**Task**
Please put the lines of the listing below, from the line containing "What part of this scan shows the splintered" through the end of the listing, into a JSON list of strings with one string per line, leaving out any blank lines.

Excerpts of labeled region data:
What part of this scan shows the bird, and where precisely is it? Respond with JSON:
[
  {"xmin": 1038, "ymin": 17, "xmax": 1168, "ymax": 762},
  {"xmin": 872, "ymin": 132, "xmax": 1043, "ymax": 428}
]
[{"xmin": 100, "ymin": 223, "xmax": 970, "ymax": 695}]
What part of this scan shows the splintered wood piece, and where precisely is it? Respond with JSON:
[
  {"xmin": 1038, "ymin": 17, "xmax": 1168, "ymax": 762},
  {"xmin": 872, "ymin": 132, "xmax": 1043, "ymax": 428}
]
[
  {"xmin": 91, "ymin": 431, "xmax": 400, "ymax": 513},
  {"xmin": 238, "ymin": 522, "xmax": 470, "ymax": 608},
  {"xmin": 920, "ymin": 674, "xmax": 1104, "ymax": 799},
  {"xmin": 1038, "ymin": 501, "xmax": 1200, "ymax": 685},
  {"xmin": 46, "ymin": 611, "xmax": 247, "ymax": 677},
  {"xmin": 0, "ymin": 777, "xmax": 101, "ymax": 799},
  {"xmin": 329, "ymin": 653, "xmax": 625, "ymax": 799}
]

**Exercise response**
[
  "What part of this scan shows the splintered wood piece, and where precisely is it? Respond with JSON:",
  "[",
  "  {\"xmin\": 1038, \"ymin\": 17, \"xmax\": 1168, \"ymax\": 762},",
  "  {\"xmin\": 872, \"ymin\": 132, \"xmax\": 1043, \"ymax\": 428}",
  "]",
  "[",
  "  {\"xmin\": 91, \"ymin\": 431, \"xmax\": 400, \"ymax\": 513},",
  "  {\"xmin\": 238, \"ymin\": 522, \"xmax\": 470, \"ymax\": 608},",
  "  {\"xmin\": 920, \"ymin\": 674, \"xmax\": 1104, \"ymax\": 799},",
  "  {\"xmin\": 1038, \"ymin\": 501, \"xmax\": 1200, \"ymax\": 685},",
  "  {\"xmin\": 46, \"ymin\": 611, \"xmax\": 247, \"ymax\": 677},",
  "  {\"xmin\": 0, \"ymin\": 777, \"xmax\": 101, \"ymax\": 799},",
  "  {\"xmin\": 329, \"ymin\": 653, \"xmax\": 625, \"ymax\": 799}",
  "]"
]